* [THE PROBLEM] Can you output every line of the records below as a numbered list, leaving out any blank lines?

* [DATA ENTRIES]
--- Begin ---

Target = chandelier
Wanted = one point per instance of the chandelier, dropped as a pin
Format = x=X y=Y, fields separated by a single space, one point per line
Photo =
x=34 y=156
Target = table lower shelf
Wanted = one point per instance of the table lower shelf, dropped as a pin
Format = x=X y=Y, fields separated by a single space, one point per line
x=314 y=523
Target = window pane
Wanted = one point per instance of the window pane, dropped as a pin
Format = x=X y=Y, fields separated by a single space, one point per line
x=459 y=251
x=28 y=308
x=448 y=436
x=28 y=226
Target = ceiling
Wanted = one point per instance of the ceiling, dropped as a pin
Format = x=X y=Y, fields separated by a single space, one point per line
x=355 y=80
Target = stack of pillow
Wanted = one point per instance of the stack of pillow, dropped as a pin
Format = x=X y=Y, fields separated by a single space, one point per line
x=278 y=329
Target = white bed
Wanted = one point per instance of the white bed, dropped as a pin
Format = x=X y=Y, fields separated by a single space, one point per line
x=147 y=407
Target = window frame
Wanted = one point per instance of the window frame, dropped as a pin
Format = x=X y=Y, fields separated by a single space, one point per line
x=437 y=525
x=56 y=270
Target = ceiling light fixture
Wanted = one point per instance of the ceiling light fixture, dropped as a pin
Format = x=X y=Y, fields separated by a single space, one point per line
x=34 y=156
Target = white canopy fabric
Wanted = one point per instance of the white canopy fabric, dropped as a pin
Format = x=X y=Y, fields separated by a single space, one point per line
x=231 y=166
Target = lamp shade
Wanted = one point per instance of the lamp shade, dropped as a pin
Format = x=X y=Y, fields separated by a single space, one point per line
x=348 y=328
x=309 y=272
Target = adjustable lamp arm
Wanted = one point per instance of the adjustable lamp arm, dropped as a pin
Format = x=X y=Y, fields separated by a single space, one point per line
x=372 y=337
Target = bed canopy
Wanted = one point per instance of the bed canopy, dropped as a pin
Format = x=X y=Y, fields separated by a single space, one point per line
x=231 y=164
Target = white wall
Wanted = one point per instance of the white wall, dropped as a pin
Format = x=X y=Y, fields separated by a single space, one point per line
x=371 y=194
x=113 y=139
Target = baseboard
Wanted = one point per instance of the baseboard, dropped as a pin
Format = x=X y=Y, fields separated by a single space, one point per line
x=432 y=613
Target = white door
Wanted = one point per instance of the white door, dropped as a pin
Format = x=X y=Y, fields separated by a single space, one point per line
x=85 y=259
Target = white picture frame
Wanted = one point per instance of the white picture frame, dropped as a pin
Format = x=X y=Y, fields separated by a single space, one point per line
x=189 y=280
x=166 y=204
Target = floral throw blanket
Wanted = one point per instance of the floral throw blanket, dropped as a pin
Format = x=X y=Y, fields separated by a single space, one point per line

--- End ---

* [FINAL RESULT]
1. Target = chandelier
2. Wanted = one point per instance of the chandelier, dropped as a pin
3. Format = x=X y=Y, fields separated by a single space, one point per line
4. Photo =
5. x=34 y=156
6. Target = table lower shelf
7. Wanted = one point per instance of the table lower shelf, dropped as a pin
8. Format = x=X y=Y, fields separated by a single space, one point per line
9. x=314 y=523
10. Target = window pane
11. Wanted = one point per instance of the window pane, dropped as a pin
12. Format = x=X y=Y, fields separated by a single space, one point per line
13. x=459 y=251
14. x=28 y=308
15. x=448 y=436
16. x=28 y=226
17. Target = ceiling
18. Wanted = one point per instance of the ceiling, dropped as a pin
19. Format = x=X y=Y, fields separated by a single space, one point per line
20. x=355 y=80
21. Target = stack of pillow
22. Wanted = one point per instance of the stack of pillow, dropped as a pin
23. Format = x=X y=Y, fields separated by a single space, one point per line
24. x=278 y=329
25. Target = white bed
26. Wanted = one point per instance of the white bed, dropped as a pin
27. Format = x=X y=Y, fields separated by a single space, one point per line
28. x=147 y=407
29. Target = window frame
30. Wanted = one point per instance of the window frame, dropped as a pin
31. Format = x=X y=Y, fields separated by a single space, one point per line
32. x=437 y=525
33. x=56 y=270
34. Target = ceiling light fixture
35. Wanted = one point per instance of the ceiling light fixture, dropped as a pin
36. Format = x=X y=Y, fields separated by a single space, one point per line
37. x=34 y=156
38. Target = white canopy fabric
39. Wanted = one point per instance of the white canopy fabric, dropped as a pin
40. Format = x=X y=Y, fields separated by a single space, one point per line
41. x=231 y=166
42. Target = lamp shade
43. Wanted = one point per instance of the lamp shade, dropped as a pin
44. Format = x=X y=Y, fields separated by a single space, one point per line
45. x=348 y=328
46. x=309 y=272
47. Target = adjustable lamp arm
48. Wanted = one point per instance of the adjustable lamp arm, dropped as a pin
49. Format = x=X y=Y, fields separated by a single space, one point per line
50. x=372 y=337
51. Target = bed canopy
52. Wanted = one point per instance of the bed canopy, dropped as a pin
53. Format = x=X y=Y, fields separated by a single space, one point per line
54. x=231 y=164
55. Target = white wall
56. Wanted = one point per instance of the white wall, dropped as a pin
57. Format = x=X y=Y, fields separated by a single space, one point per line
58. x=371 y=194
59. x=113 y=139
60. Target = baseboard
61. Wanted = one point per instance of the baseboard, dropped as a pin
62. Format = x=X y=Y, fields separated by a single space, one point per line
63. x=432 y=613
64. Target = white door
65. Wanted = one point per instance of the white door, dropped as a pin
66. Format = x=X y=Y, fields separated by a single space, one point per line
67. x=85 y=259
68. Target = white picture frame
69. Wanted = one point per instance of the white picture frame, dropped as a pin
70. Format = x=X y=Y, fields separated by a single space, one point per line
71. x=189 y=280
72. x=166 y=204
73. Target = floral throw blanket
74. Wanted = one point per instance of the floral throw blanket, dropped as a pin
75. Format = x=X y=Y, fields separated by a single space, one point per line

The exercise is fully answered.